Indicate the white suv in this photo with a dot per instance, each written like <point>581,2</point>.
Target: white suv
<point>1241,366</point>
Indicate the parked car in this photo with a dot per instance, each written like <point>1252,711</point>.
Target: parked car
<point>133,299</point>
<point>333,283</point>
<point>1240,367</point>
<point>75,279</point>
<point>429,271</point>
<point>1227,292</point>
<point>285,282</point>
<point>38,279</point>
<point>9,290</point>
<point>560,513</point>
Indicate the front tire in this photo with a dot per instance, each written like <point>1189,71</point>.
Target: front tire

---

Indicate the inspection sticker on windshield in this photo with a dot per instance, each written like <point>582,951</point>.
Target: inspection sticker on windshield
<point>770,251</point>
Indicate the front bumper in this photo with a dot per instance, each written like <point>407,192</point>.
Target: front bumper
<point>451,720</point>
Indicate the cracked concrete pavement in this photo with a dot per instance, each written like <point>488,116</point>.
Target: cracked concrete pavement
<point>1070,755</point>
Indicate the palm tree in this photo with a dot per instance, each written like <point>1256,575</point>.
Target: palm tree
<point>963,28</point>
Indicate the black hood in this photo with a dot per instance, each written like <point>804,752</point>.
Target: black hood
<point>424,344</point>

--

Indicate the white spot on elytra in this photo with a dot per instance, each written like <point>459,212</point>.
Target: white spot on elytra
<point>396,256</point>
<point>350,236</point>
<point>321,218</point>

WHAT IS NEEDED:
Whenever a line above includes the string "tire", copy it.

RESPONSE AREA:
Indicate the front tire in this photo with a dot per instance, each written like <point>1189,71</point>.
Target: front tire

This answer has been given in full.